Exercise goal
Extract each line in the records below that contains the string "player". Treat the match as case-sensitive.

---------------

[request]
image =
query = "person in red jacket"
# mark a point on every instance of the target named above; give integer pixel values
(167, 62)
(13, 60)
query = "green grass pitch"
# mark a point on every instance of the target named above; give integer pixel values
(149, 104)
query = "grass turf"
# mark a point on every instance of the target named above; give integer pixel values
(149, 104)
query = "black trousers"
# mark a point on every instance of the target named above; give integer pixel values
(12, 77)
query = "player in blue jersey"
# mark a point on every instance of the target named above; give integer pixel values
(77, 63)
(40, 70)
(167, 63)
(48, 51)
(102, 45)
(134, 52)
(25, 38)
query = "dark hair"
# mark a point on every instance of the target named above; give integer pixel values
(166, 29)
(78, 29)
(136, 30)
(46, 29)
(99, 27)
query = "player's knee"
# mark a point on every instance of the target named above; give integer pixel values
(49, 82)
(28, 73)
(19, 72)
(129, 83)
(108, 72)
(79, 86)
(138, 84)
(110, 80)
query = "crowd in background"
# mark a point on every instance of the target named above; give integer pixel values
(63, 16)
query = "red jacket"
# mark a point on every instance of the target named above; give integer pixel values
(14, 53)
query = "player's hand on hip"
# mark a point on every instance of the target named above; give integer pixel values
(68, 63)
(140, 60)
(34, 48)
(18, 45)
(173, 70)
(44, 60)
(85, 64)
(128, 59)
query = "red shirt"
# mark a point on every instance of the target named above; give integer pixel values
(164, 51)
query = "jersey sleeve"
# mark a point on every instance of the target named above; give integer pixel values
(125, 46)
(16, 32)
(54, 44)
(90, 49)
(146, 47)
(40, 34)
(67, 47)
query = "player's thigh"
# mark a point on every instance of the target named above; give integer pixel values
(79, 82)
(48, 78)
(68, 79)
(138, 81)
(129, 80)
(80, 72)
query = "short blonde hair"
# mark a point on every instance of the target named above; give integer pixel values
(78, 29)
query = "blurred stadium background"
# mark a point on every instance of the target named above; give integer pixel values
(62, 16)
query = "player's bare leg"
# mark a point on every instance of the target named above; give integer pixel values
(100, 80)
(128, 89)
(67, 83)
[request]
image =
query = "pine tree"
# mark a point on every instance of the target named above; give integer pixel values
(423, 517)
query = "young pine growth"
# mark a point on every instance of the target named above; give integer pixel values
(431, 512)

---------------

Result for this exercise
query = "player in blue jersey"
query = "player's knee"
query = "player's hand on hip"
query = "player's thigh"
query = "player's bare leg"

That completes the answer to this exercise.